- _Directive_:
Render everything below, from the line containing "If you could point at the woman's wet" down through the final line of the entries (both included), as a Markdown table with columns No. and Text. Give each line its own numbered row and leave out blank lines.
══════
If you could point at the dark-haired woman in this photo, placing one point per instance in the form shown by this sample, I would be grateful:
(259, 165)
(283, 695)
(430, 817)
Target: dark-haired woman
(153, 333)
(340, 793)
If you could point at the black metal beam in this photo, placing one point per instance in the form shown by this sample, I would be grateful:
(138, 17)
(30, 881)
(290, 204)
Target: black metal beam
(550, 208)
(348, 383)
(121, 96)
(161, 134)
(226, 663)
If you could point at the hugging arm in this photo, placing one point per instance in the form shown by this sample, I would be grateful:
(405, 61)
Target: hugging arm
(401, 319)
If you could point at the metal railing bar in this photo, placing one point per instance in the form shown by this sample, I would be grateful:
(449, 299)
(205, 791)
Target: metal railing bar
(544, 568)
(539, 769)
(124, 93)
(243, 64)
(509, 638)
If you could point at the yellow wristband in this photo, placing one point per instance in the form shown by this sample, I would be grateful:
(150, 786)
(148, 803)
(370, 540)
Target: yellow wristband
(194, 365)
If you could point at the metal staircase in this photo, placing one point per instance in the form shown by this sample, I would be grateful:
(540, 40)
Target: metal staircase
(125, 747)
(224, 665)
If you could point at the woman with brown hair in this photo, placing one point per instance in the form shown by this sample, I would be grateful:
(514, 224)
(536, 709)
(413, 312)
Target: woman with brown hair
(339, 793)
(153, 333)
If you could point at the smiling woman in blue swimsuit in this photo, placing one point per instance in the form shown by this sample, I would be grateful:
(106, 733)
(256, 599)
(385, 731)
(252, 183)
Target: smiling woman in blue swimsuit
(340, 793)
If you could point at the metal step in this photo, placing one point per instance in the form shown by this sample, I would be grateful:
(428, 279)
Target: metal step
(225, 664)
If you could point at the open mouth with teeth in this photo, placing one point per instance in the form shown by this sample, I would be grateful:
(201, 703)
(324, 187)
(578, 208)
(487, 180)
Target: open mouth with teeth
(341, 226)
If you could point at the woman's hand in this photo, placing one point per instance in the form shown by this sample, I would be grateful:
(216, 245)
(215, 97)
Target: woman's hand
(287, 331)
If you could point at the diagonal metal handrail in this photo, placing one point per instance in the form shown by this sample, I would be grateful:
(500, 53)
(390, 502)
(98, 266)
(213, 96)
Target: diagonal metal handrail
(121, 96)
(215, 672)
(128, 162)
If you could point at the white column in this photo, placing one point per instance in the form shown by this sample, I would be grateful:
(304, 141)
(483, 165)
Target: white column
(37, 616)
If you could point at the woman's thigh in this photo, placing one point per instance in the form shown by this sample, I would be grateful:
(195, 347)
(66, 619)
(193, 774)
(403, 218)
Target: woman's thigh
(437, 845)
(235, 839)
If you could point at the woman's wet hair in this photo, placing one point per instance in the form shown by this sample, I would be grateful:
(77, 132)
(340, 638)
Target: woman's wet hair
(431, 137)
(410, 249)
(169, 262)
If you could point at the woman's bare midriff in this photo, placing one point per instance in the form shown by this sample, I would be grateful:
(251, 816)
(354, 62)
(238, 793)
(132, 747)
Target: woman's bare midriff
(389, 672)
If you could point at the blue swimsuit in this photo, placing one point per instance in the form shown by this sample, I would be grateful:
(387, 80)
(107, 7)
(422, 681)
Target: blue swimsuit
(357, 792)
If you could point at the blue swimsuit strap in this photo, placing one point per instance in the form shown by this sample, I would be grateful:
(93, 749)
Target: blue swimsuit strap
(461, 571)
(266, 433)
══════
- _Reply_:
| No. | Text |
|---|---|
| 1 | If you could point at the woman's wet hair in this photo, placing one point per instance in the form shown by this sample, I would be grateful: |
| 2 | (77, 132) |
| 3 | (340, 638) |
| 4 | Target: woman's wet hair |
| 5 | (431, 137) |
| 6 | (410, 249) |
| 7 | (169, 262) |
| 8 | If you could point at the woman's bare midriff in this photo, placing one point per instance in the form shown by this sample, I would be grateful: |
| 9 | (251, 816) |
| 10 | (354, 62) |
| 11 | (238, 793) |
| 12 | (132, 747) |
| 13 | Target: woman's bare midriff |
| 14 | (389, 672) |
| 15 | If you could point at the blue swimsuit in this photo, placing one point per instance in the form shown by this sample, I would be grateful: |
| 16 | (387, 80) |
| 17 | (107, 7) |
| 18 | (422, 681) |
| 19 | Target: blue swimsuit |
| 20 | (357, 792) |
| 21 | If you could point at the blue swimsuit strap in this photo, placing one point per instance in the form shown by this sample, I would be grateful: |
| 22 | (93, 749) |
| 23 | Target: blue swimsuit strap |
| 24 | (461, 571) |
| 25 | (266, 433) |